Task to complete: Transcribe the records in their entirety, exactly as given.

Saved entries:

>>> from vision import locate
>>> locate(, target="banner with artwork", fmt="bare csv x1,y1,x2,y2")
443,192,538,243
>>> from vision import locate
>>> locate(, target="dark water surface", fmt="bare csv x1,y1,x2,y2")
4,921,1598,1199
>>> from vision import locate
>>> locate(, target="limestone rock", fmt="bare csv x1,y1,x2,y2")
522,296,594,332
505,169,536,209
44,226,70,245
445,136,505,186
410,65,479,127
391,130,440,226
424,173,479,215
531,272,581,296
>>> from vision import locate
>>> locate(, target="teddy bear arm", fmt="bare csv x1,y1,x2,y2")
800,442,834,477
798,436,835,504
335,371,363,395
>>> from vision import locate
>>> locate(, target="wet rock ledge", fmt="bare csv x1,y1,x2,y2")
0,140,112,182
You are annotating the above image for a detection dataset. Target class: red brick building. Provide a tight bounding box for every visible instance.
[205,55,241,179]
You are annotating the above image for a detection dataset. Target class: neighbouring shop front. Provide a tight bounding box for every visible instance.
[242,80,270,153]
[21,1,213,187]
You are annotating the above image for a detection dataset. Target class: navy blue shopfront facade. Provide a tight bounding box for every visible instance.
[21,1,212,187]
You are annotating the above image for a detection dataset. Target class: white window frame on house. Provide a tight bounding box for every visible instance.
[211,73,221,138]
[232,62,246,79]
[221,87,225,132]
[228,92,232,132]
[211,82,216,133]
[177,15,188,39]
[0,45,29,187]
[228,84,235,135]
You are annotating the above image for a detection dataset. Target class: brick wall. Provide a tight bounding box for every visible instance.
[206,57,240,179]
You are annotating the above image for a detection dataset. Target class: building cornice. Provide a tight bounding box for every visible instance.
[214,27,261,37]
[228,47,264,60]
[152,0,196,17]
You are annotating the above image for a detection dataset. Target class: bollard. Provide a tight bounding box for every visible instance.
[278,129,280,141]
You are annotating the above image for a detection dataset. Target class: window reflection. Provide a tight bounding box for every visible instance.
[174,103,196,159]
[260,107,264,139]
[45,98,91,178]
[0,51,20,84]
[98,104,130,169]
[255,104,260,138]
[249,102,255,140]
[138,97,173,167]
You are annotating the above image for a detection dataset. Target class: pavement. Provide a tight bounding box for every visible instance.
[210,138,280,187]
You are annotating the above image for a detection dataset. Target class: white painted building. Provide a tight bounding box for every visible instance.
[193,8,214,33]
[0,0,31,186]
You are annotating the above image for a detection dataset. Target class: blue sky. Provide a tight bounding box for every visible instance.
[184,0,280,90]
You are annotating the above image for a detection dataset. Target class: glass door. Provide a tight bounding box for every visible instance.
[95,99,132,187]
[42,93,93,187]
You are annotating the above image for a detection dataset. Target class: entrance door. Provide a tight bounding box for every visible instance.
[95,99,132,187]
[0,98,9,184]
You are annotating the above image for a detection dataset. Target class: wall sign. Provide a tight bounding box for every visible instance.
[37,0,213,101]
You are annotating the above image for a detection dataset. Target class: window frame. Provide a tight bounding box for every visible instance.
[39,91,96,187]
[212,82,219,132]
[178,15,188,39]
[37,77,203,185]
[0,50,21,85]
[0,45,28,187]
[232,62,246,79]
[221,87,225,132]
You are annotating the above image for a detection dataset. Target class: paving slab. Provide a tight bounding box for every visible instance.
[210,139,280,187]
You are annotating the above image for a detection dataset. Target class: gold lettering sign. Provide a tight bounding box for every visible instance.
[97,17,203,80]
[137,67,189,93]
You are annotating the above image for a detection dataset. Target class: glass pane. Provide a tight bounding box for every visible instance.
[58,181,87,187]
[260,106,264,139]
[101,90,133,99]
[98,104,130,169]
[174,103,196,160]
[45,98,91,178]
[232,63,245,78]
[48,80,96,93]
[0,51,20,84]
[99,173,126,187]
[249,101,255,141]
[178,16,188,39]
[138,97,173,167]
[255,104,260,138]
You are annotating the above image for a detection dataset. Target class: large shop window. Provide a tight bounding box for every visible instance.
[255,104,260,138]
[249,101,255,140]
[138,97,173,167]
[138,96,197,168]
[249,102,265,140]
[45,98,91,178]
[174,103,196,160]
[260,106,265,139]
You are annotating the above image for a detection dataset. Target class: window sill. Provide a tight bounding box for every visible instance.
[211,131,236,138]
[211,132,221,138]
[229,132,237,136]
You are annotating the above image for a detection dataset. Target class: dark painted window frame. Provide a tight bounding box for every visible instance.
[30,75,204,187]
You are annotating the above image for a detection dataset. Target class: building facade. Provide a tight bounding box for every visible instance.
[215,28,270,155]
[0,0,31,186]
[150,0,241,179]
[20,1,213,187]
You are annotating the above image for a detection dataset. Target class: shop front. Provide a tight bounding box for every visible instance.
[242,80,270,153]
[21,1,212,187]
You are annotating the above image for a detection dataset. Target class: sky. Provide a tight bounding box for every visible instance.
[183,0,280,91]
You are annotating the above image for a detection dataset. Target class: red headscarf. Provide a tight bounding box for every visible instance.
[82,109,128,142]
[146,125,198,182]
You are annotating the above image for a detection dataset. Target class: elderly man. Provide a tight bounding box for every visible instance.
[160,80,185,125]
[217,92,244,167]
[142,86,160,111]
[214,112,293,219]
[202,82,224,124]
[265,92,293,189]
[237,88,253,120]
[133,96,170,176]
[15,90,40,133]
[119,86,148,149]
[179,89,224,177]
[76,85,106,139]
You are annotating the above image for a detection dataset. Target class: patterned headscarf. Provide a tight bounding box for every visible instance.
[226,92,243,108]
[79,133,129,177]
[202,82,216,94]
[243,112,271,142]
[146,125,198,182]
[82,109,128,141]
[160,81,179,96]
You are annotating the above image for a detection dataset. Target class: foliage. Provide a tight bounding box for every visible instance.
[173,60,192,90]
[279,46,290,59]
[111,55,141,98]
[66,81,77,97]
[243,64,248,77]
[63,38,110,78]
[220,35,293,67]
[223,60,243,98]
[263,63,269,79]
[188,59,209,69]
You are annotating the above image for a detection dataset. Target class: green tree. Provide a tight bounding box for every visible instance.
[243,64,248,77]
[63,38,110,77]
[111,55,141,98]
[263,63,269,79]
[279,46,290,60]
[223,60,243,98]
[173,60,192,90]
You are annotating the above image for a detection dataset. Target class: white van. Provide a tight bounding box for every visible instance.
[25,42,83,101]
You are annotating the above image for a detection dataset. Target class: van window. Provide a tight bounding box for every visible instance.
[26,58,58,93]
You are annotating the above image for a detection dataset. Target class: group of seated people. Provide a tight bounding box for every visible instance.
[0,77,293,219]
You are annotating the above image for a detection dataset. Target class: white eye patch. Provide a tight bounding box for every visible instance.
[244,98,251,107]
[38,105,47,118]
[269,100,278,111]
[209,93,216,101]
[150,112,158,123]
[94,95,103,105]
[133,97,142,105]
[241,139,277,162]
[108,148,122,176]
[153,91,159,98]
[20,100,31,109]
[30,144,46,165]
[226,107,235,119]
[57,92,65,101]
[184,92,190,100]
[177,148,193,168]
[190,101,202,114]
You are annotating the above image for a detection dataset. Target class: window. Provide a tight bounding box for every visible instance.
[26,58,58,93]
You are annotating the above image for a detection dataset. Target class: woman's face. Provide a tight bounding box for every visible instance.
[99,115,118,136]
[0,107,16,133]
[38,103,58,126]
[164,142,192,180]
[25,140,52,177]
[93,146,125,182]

Expected answer:
>>> from vision import locate
>>> locate(, target="banner with artwork", fmt="bare csv x1,y1,x2,y2")
443,192,538,243
>>> from vision import locate
>>> locate(, target="dark water surface", fmt="bare csv x1,y1,x2,y2")
4,921,1598,1199
>>> from vision import locate
>>> locate(, target="limestone rock", fmt="bare csv x1,y1,x2,y2")
522,296,594,332
505,169,536,209
44,226,70,245
445,136,505,186
410,65,479,127
391,130,440,226
424,173,479,215
531,272,581,296
>>> from vision import locate
>>> locate(, target="teddy bear arm", fmt="bare csv x1,y1,x2,y2")
800,442,834,477
798,436,835,504
335,371,363,395
>>> from vision import locate
>>> locate(, target="wet rock ledge", fmt="bare csv x1,y1,x2,y2")
0,140,112,182
You are annotating the above image for a detection dataset. Target class: red brick building. Provide a tight bounding box for every visible instance.
[205,55,241,179]
You are annotating the above image for a detection dataset. Target class: neighbouring shop front. Provide a tight bounding box for every visible instance.
[242,80,270,153]
[21,1,213,187]
You are annotating the above image for a detection dataset. Target class: navy blue shopfront facade. Provide a tight bounding box for every visible instance.
[21,1,212,187]
You are annotating the above image for a detection dataset. Target class: white window frame on house. Provide a tight bounding box for every visible instance.
[211,73,221,138]
[232,62,246,79]
[221,87,225,132]
[228,92,232,132]
[211,82,216,133]
[177,15,188,39]
[0,45,29,187]
[228,84,235,135]
You are annotating the above image for a detection dataset. Target class: brick wall. Provide a tight bounding box for every visible instance.
[206,57,240,179]
You are annotating the above image for a detection dataset. Target class: building cornice. Provide a tight bounding box for every visible instance.
[214,27,261,37]
[228,47,264,60]
[152,0,196,17]
You are annotating the above image for a detection dataset. Target class: bollard. Provide a tight bounding box for every visible instance.
[278,129,280,141]
You are annotating the above image for a detection dataset. Target class: window reflection. Provide a tight bounding box for every visible instance.
[174,103,196,159]
[260,107,264,139]
[45,98,91,178]
[0,51,20,84]
[98,104,130,169]
[255,104,260,138]
[249,102,255,140]
[138,97,173,167]
You are annotating the above image for a detection dataset. Target class: pavement. Provide a tight bounding box for every visible instance.
[210,138,280,187]
You are annotating the above image for a detection dataset. Target class: white painted building. Provide a tight bounding box for every visible instance.
[193,8,214,33]
[0,0,31,186]
You are annotating the above image for a detection dataset. Target class: blue sky. Provide a tight bounding box for every visible instance.
[184,0,280,90]
You are annotating the above image for a detection dataset. Target class: glass door. Provide a tight bounding box for every visible instance.
[95,99,132,187]
[42,93,93,187]
You are annotating the above image for a detection dataset. Target class: entrance door. Provide a tight bounding box for every visible instance.
[95,99,132,187]
[0,98,9,184]
You are annotating the above image for a detection dataset. Target class: wall sign. Provide a tight bounding box for every visible instance.
[37,0,213,101]
You are annotating the above image for a detection dataset. Target class: window frame. Provide a tight bounding box for every visible instance.
[39,91,96,187]
[212,82,219,132]
[178,15,188,39]
[37,77,203,185]
[0,50,21,85]
[0,45,28,187]
[232,62,246,79]
[221,87,225,132]
You are annotating the above image for a detection dataset. Target class: paving slab. Provide a tight bounding box for every visible instance.
[210,139,280,187]
You are annotating the above image for a detection dataset. Target class: gold lettering sign. Provide a tight bounding box for every visible instance.
[97,17,203,80]
[137,67,189,93]
You are annotating the above image for a detection dataset. Target class: glass pane. Provide a tight bounding box for every visible instance.
[58,181,87,187]
[260,106,264,139]
[101,90,133,99]
[98,104,130,169]
[174,103,196,160]
[45,98,91,178]
[232,63,245,78]
[48,80,96,93]
[0,51,20,84]
[99,173,126,187]
[249,101,255,141]
[178,16,188,39]
[138,97,173,167]
[255,104,260,138]
You are annotating the above image for a detection dataset. Target class: large shop window. Provide a tight bounding box for every visible instance.
[255,104,260,138]
[249,101,255,140]
[138,97,173,167]
[138,96,197,168]
[249,102,265,140]
[45,98,91,178]
[174,103,196,160]
[260,106,265,139]
You are annotating the above image for a detection dataset. Target class: window sill. Provide a tight bounding box for every visible instance.
[211,131,236,138]
[211,132,221,138]
[229,132,237,136]
You are annotating the above image for a detection dataset. Target class: dark painted window frame. Provide a tight bounding box for every visible instance.
[30,75,204,187]
You are annotating the above image for a detection dataset. Target class: building facade. Provide a tight bounding box for every visible instance.
[215,28,270,155]
[0,0,31,186]
[150,0,241,179]
[20,1,213,187]
You are annotating the above image for a detection dataset. Target class: shop front. Provide a tight bounding box for every visible instance.
[242,80,270,153]
[21,1,212,187]
You are annotating the above image for a detection dataset. Target class: sky. Provide a tight bounding box for every visible instance.
[183,0,280,91]
You are annotating the above image for a detection dataset. Target class: red headscarf. Provide a tight bounding box for every visible instance.
[82,109,128,142]
[146,125,198,182]
You are annotating the above image for a detection dataset. Target class: elderly man. Provide a tight bounding box for every visible instance.
[160,80,185,125]
[217,92,244,167]
[142,86,160,111]
[214,112,293,219]
[202,82,224,124]
[265,92,293,189]
[237,88,253,120]
[133,96,170,176]
[15,90,40,133]
[119,86,148,149]
[179,89,224,177]
[76,85,106,139]
You are annotating the above image for a detection dataset. Target class: patterned headscarf. Provide a tight bounding box for every visible instance.
[226,92,243,108]
[79,133,129,177]
[202,82,216,94]
[243,112,271,142]
[146,125,198,182]
[82,109,128,141]
[160,81,179,96]
You are annotating the above image for a detection dataset. Target class: foliage. Provide a tight bounding box for every visible instance.
[173,60,192,90]
[279,46,290,59]
[111,55,141,98]
[66,81,77,97]
[243,64,248,77]
[63,38,110,78]
[220,35,293,67]
[223,60,243,98]
[263,63,269,79]
[188,59,209,69]
You are annotating the above image for a detection dataset. Target class: green tree. Provide a tight bounding box for every visible instance.
[243,64,248,77]
[63,38,110,77]
[111,55,141,98]
[263,63,269,79]
[279,46,290,60]
[223,60,243,98]
[173,60,192,90]
You are annotating the above image for a detection dataset. Target class: white van. Provide a tight bounding box for every visible instance.
[25,42,83,101]
You are annotating the above image for a detection dataset. Target class: van window. Provide a tight bounding box for every visible instance.
[26,58,58,93]
You are annotating the above image for a detection dataset. Target class: group of seated people. Provide a tight bounding box for every visible instance.
[0,77,293,219]
You are annotating the above image for a detection dataset. Target class: white eye patch. Provide a tight bounding box for every visible instance.
[244,98,251,107]
[38,105,47,118]
[269,100,278,111]
[209,93,216,101]
[150,112,158,123]
[94,95,103,105]
[133,97,142,105]
[241,139,277,162]
[108,148,122,176]
[153,91,159,98]
[20,100,31,109]
[30,144,46,165]
[226,107,235,119]
[57,92,65,101]
[184,92,190,100]
[177,148,193,168]
[190,101,202,114]
You are annotating the above image for a detection dataset. Target class: window. Provide a tight bounding box for every visible instance.
[26,58,58,93]
You are annotating the above image for a detection dataset. Target class: woman's face. Provide a tight bounding box for every visible instance.
[99,115,118,136]
[0,107,16,133]
[38,103,58,126]
[164,142,192,180]
[25,140,52,177]
[93,146,125,182]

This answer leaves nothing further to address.